6.3.Oordeel van de rechtbank
Bij de beslissing over de sanctie die aan de verdachte moet worden opgelegd, heeft de rechtbank zich laten leiden door de aard en de ernst van het bewezenverklaarde en de omstandigheden waaronder dit is begaan, alsmede de persoon van de verdachte, zoals van een en ander uit het onderzoek ter terechtzitting is gebleken.
Ernst van de feiten
De verdachte is – bewapend met onder meer een hamer, een mes, tie-wraps en ducttape – de woning van de aangeefster binnengedrongen en heeft direct fors geweld toegepast. De aangeefster werd door de verdachte tegen haar hoofd geslagen en met een hamer meerdere malen op haar benen geslagen. De aangeefster werd door de verdachte gedwongen om naar de zolder te gaan, waarbij hij haar opnieuw heeft geslagen en ook een mes in zijn handen heeft gehad. Uiteindelijk is de aangeefster zo’n zeven minuten van haar vrijheid beroofd geweest. Er mag van geluk worden gesproken dat de fysieke gevolgen uiteindelijk beperkt zijn gebleven tot een hersenschudding, verschillende blauwe plekken en (nog steeds bestaand) letsel aan de duim.

**Opdrachten**
**A)** Beantwoord de volgende vragen over de passage over de strafoplegging:
(i) Waarmee sloeg de verdachte de aangeefster op haar benen?
(ii) Naar welke ruimte moest de aangeefster van de verdachte gaan?
(iii) Hoe lang was de aangeefster ongeveer van haar vrijheid beroofd?
**B)** Som alle lichamelijke gevolgen voor de aangeefster op die de passage over de strafoplegging vermeldt.
**C)** Vat de passage over de strafoplegging samen in twee zinnen.
Het materiaal speelt hierbij geen enkele rol.

**Verzamelde gegevens**
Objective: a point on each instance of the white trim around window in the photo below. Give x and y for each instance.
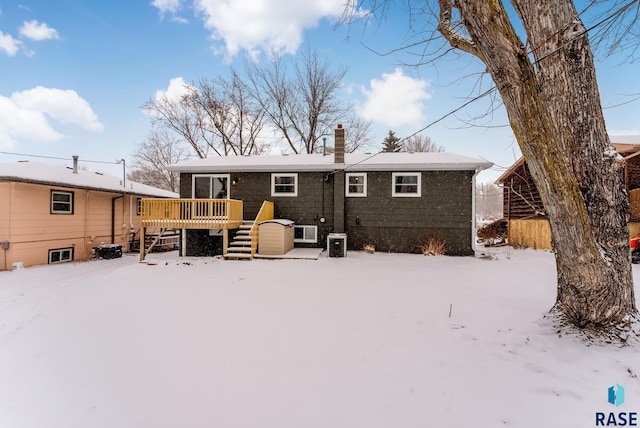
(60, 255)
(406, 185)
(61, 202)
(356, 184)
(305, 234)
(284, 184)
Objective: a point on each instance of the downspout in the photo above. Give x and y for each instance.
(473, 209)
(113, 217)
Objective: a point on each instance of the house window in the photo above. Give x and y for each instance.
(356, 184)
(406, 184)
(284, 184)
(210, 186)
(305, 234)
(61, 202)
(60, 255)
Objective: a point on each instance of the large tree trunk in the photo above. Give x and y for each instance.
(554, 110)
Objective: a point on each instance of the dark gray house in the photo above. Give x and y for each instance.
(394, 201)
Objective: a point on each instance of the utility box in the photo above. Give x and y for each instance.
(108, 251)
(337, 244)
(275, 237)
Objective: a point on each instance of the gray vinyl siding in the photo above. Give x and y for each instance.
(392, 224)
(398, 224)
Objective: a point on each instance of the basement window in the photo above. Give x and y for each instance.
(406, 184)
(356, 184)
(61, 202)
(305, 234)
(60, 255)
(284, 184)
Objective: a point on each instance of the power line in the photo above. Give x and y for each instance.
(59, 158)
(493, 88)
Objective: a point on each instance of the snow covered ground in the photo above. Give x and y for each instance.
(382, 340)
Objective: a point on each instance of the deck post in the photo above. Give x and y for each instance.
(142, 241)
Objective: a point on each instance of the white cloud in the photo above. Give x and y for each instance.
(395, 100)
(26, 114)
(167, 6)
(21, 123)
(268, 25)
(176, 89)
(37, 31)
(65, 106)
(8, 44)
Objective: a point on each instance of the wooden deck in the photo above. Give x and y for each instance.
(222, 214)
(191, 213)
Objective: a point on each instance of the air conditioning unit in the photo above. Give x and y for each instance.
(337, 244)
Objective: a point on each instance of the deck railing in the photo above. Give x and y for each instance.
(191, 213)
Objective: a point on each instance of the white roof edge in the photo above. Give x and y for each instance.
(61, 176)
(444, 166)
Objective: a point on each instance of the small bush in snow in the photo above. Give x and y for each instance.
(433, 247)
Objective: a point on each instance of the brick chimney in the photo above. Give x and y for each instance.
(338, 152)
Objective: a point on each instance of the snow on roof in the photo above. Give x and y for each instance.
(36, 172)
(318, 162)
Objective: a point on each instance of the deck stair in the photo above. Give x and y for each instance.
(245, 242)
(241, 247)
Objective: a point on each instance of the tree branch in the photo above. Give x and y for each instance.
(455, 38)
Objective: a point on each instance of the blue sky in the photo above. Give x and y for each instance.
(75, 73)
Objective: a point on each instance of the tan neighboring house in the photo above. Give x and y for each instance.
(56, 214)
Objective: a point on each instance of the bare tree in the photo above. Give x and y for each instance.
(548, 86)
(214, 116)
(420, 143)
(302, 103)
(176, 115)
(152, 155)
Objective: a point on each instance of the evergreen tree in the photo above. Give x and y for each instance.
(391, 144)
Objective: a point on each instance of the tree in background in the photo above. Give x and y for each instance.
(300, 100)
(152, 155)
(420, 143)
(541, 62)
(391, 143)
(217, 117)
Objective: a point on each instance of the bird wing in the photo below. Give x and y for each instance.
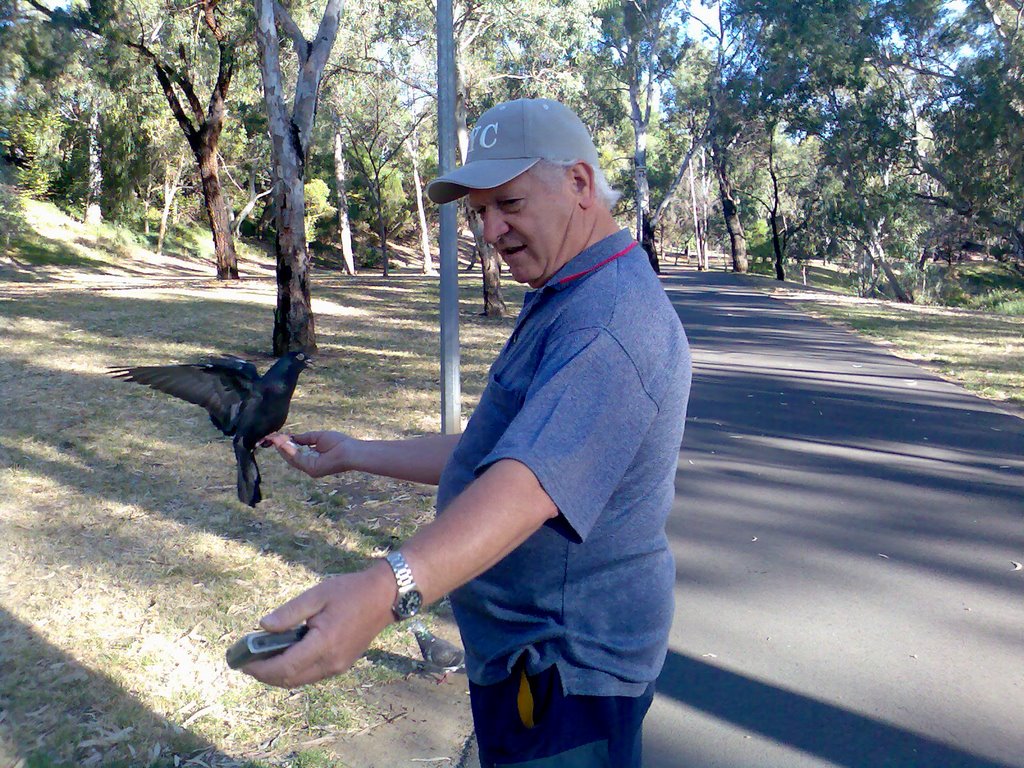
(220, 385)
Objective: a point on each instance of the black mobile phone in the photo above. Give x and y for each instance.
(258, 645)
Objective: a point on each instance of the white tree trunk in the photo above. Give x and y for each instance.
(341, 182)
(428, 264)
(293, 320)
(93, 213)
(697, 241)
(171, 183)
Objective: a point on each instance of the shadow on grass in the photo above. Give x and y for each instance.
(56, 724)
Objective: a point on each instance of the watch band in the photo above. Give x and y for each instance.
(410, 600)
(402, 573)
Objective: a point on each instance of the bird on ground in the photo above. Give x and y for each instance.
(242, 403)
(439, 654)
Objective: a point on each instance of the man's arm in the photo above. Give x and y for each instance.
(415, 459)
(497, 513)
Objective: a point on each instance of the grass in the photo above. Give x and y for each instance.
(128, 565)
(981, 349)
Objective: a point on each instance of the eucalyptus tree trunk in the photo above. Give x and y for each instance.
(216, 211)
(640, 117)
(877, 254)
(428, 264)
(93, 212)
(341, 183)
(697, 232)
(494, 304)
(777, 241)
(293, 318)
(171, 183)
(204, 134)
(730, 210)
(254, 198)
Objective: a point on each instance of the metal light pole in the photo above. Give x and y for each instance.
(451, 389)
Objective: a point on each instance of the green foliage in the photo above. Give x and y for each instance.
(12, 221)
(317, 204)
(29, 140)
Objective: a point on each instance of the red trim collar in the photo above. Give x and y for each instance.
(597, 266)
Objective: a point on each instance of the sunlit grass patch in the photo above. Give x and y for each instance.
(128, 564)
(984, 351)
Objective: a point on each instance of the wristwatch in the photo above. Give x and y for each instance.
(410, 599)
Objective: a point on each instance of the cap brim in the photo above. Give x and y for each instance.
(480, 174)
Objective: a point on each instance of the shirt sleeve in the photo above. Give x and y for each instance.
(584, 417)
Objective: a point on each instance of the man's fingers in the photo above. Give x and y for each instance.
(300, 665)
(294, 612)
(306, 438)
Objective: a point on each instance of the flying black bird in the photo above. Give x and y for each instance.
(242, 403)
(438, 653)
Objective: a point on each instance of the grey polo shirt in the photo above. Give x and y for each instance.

**Uitgewerkte opdrachten**
**A)**
(i) Met een hamer, meerdere malen.
(ii) Naar de zolder.
(iii) Zo'n zeven minuten.

**B)** Een hersenschudding, verschillende blauwe plekken en (nog steeds bestaand) letsel aan de duim.

**C)** De rechtbank heeft zich bij de strafoplegging laten leiden door de aard en de ernst van het bewezenverklaarde, de omstandigheden waaronder het is begaan en de persoon van de verdachte. De verdachte drong gewapend de woning van de aangeefster binnen, sloeg haar onder meer met een hamer, dwong haar naar de zolder te gaan en beroofde haar zo'n zeven minuten van haar vrijheid, waarbij zij een hersenschudding, blauwe plekken en letsel aan de duim opliep.